START

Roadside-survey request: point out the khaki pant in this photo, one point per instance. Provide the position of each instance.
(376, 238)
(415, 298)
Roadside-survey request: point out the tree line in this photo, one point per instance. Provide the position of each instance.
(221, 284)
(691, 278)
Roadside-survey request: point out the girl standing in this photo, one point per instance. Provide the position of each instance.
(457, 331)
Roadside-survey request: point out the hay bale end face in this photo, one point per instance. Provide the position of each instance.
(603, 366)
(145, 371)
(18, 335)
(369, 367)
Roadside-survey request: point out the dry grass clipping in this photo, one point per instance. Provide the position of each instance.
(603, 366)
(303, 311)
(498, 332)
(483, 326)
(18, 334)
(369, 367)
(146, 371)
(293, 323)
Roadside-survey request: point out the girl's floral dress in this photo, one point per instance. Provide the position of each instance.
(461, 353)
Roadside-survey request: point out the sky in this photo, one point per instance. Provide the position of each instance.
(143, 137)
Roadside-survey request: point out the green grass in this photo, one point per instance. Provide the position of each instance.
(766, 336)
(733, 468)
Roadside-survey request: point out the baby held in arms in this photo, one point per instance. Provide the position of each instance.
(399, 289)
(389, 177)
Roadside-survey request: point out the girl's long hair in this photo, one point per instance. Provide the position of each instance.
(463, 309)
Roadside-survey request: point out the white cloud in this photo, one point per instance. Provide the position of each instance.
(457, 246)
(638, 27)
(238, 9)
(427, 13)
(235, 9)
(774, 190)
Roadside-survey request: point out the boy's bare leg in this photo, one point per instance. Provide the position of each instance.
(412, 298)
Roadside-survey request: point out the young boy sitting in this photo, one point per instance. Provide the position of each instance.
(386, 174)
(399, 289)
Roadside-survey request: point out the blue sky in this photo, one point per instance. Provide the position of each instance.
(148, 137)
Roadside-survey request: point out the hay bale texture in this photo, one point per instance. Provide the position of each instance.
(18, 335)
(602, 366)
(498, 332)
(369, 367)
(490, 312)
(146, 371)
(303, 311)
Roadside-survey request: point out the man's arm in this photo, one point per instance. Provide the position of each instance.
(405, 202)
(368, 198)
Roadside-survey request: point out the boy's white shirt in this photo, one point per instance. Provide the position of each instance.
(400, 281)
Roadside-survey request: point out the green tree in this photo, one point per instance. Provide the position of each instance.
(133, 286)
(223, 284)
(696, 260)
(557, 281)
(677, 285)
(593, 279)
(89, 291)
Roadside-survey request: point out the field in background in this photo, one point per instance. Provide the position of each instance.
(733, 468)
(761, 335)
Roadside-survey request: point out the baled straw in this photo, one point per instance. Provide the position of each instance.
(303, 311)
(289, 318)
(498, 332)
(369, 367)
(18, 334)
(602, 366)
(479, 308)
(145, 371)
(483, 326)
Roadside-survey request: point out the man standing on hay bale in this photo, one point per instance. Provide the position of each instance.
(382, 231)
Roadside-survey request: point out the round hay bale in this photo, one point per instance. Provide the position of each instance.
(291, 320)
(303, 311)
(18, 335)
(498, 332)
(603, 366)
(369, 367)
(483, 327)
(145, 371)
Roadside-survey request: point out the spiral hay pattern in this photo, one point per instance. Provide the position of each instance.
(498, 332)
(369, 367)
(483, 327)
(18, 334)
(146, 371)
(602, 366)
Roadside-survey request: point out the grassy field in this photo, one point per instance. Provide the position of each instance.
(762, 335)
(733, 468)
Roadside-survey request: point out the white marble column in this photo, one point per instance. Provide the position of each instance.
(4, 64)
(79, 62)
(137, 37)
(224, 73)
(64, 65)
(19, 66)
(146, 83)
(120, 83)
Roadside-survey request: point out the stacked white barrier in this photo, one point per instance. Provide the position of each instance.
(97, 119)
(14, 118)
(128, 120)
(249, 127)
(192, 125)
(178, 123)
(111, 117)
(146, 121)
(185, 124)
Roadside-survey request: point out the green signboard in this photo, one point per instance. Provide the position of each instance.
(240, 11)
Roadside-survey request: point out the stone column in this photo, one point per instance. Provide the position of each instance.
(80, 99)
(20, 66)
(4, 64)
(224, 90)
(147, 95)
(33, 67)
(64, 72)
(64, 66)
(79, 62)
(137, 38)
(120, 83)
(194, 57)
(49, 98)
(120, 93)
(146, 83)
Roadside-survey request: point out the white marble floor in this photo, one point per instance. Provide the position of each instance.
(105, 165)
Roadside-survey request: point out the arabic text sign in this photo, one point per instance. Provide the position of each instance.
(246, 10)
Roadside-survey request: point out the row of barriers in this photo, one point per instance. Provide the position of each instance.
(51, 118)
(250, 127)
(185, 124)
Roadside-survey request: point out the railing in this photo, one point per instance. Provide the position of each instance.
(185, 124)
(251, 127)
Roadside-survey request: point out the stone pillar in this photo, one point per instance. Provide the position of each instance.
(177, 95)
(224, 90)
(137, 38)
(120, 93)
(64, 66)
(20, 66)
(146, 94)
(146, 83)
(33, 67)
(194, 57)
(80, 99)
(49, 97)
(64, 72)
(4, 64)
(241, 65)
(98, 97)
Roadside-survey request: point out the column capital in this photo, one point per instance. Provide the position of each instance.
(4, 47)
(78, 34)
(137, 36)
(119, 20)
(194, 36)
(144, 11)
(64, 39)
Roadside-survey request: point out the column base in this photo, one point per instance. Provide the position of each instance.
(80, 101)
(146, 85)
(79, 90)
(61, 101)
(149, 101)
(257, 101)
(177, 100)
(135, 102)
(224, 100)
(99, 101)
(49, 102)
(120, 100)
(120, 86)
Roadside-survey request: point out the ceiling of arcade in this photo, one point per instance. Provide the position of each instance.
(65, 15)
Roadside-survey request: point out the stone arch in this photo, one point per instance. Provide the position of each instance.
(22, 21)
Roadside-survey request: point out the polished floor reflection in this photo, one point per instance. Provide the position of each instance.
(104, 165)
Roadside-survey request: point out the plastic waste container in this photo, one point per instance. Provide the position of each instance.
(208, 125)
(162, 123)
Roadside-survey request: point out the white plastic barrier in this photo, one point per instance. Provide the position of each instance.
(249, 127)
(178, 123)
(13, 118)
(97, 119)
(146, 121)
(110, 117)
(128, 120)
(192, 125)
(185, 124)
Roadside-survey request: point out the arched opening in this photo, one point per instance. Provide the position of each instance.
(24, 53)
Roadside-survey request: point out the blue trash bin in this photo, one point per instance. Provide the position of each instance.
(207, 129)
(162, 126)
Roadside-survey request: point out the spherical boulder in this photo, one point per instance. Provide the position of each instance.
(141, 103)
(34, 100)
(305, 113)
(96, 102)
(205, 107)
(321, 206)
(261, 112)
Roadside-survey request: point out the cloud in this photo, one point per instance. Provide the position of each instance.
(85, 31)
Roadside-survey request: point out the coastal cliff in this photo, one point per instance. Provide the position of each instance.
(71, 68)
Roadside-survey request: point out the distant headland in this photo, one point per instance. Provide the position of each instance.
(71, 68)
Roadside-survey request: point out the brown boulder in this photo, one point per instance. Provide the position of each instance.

END

Given problem: Every record should be repeated exactly; please leave none out.

Complete answer:
Roadside-survey request: point out the khaki pant in this photo, one point per instance. Provide the position of each instance.
(376, 238)
(415, 298)
Roadside-survey request: point out the tree line in this photo, one point per instance. Provide the position of each instance.
(221, 284)
(691, 278)
Roadside-survey request: point out the girl standing in this photo, one point per instance. Provide the position of each instance.
(457, 331)
Roadside-survey request: point out the hay bale end face in this photo, one point per instance. Provide the position of each instance.
(603, 366)
(145, 371)
(18, 335)
(369, 367)
Roadside-survey request: point out the dry grass clipping in this photo, one point per instance. Provide the position of each instance.
(603, 366)
(303, 311)
(498, 332)
(483, 326)
(18, 334)
(369, 367)
(146, 371)
(293, 323)
Roadside-survey request: point out the girl's floral dress in this photo, one point per instance. Provide the position of each instance.
(461, 353)
Roadside-survey request: point out the sky in this photo, one point per instance. Provide the position of each instance.
(143, 137)
Roadside-survey request: point out the green grass in this photo, one point per instance. Provide the position of each instance.
(766, 336)
(733, 468)
Roadside-survey request: point out the baby held in arms in this photo, one point per instance. Provide the position of each instance.
(399, 289)
(389, 177)
Roadside-survey request: point out the girl's long hair in this photo, one point per instance. Provide the position of each instance.
(463, 309)
Roadside-survey request: point out the white cloud in this photo, one point per instance. Provide the position of each instance.
(457, 246)
(638, 27)
(238, 9)
(427, 13)
(235, 9)
(774, 190)
Roadside-survey request: point out the boy's bare leg in this photo, one point per instance. Provide the position of each instance.
(412, 298)
Roadside-survey request: point out the young boy sitting in this photo, one point per instance. Provide the position of each instance.
(386, 174)
(399, 289)
Roadside-survey request: point out the blue sky in this photo, one point per instance. Provide the position of each instance.
(148, 137)
Roadside-survey request: point out the hay bale texture in this photo, one point per instance. Provide the position of each instance.
(18, 335)
(602, 366)
(498, 332)
(369, 367)
(490, 312)
(146, 371)
(303, 311)
Roadside-survey request: point out the man's arm in this photo, one point per instance. Provide the position of each instance.
(405, 202)
(368, 198)
Roadside-survey request: point out the boy's white shirt in this photo, one point per instance. Provide the position of each instance.
(400, 281)
Roadside-survey request: point out the green tree in this photo, one point per instance. Provide the position of each instance.
(133, 286)
(223, 284)
(696, 260)
(557, 281)
(677, 285)
(593, 279)
(89, 291)
Roadside-survey request: point out the field in background in this photo, one point per instance. Provide the position of each instance.
(733, 468)
(761, 335)
Roadside-survey request: point out the baled straw in this photo, one point per instance. Provide the position of each instance.
(303, 311)
(289, 318)
(498, 332)
(369, 367)
(18, 334)
(602, 366)
(479, 308)
(145, 371)
(483, 326)
Roadside-survey request: point out the man standing on hay bale in this photo, one point per instance. Provide the position of each instance.
(382, 231)
Roadside-survey request: point out the round hay bale in this photo, one point per instance. Provide the position of each instance.
(291, 320)
(303, 311)
(18, 335)
(498, 332)
(603, 366)
(369, 367)
(483, 327)
(145, 371)
Roadside-survey request: point out the spiral hay pattern in this photo, one point per instance. Provide the position of each instance.
(498, 332)
(369, 367)
(483, 327)
(18, 334)
(146, 371)
(602, 366)
Roadside-survey request: point out the grassy field in this photo, one point per instance. Provide the position of each instance.
(762, 335)
(733, 468)
Roadside-survey request: point out the white marble column in this photo, one point per instance. Provide the position of each instance.
(4, 64)
(79, 62)
(137, 37)
(224, 73)
(64, 65)
(19, 66)
(146, 83)
(120, 83)
Roadside-survey request: point out the stacked white barrier in this photo, one point per instance. Provide the position of each instance.
(97, 119)
(14, 118)
(128, 120)
(249, 127)
(192, 125)
(178, 123)
(111, 117)
(146, 121)
(185, 124)
Roadside-survey request: point out the green signboard in this photo, one point per instance. Provide the position of each instance.
(240, 11)
Roadside-survey request: point out the stone column in this photo, one point per instance. Provide the position of each instance.
(80, 99)
(20, 66)
(4, 64)
(224, 90)
(147, 95)
(33, 67)
(64, 72)
(64, 66)
(79, 62)
(137, 38)
(120, 83)
(194, 57)
(49, 98)
(120, 93)
(146, 83)
Roadside-survey request: point out the white marble floor in this photo, one point per instance. Provide the position of each instance.
(105, 165)
Roadside-survey request: point out the arabic text sign in this photo, one point per instance. Provide the position of each instance.
(246, 10)
Roadside-survey request: point out the row of barriers in this photo, one point per instance. Provide the position of each instance.
(51, 118)
(250, 127)
(185, 124)
Roadside-survey request: point out the railing in this photo, one point per instance. Provide the position of each instance.
(185, 124)
(251, 127)
Roadside-survey request: point out the stone pillar in this photo, one point per instance. Provide the position of each instance.
(177, 95)
(224, 90)
(137, 38)
(120, 93)
(64, 66)
(20, 66)
(146, 94)
(146, 83)
(33, 67)
(194, 57)
(80, 99)
(49, 97)
(64, 72)
(4, 64)
(241, 65)
(98, 97)
Roadside-survey request: point out the column capital in this photo, one point per instance. Provide the position of each instance.
(4, 47)
(78, 34)
(137, 36)
(119, 20)
(194, 36)
(144, 11)
(64, 39)
Roadside-survey request: point out the column base in this photo, one point per instance. Provide the position of each instance.
(80, 101)
(146, 85)
(79, 90)
(61, 101)
(149, 101)
(257, 101)
(177, 100)
(135, 102)
(224, 100)
(99, 101)
(49, 102)
(120, 100)
(120, 86)
Roadside-survey request: point out the ceiling of arcade in this photo, one point per instance. Provide the position of each instance.
(65, 15)
Roadside-survey request: point out the stone arch in this photo, one point per instance. Provide the position of each instance.
(22, 21)
Roadside-survey request: point out the polished floor reflection in this photo, one point per instance. Provide the position of each instance.
(104, 165)
Roadside-survey request: point out the plastic waste container in this photo, one point per instance. Provide the position of each instance.
(208, 125)
(162, 123)
Roadside-survey request: point out the white plastic barrier in this photo, one point per instance. Provide the position of each instance.
(249, 127)
(178, 123)
(13, 118)
(97, 119)
(146, 121)
(110, 117)
(128, 120)
(192, 125)
(185, 124)
Roadside-survey request: point out the arched opening in this photo, one point per instance. Provide the position of each instance.
(24, 53)
Roadside-survey request: point out the blue trash bin in this photo, one point per instance. Provide the position of each instance.
(207, 129)
(162, 126)
Roadside-survey request: point out the spherical boulder in this photo, one point per instance. Provide the position of each instance.
(141, 103)
(34, 100)
(305, 113)
(96, 102)
(205, 107)
(321, 206)
(261, 112)
Roadside-survey request: point out the cloud in this photo, one point per instance. Provide the position of each instance.
(85, 31)
Roadside-survey request: point out the coastal cliff in this photo, one point per instance. Provide the position of each instance.
(71, 68)
Roadside-survey request: point out the distant headland in this photo, one point per instance. Provide the position of each instance.
(71, 68)
Roadside-survey request: point out the brown boulder in this photo, one point per instance. Provide the position of each instance.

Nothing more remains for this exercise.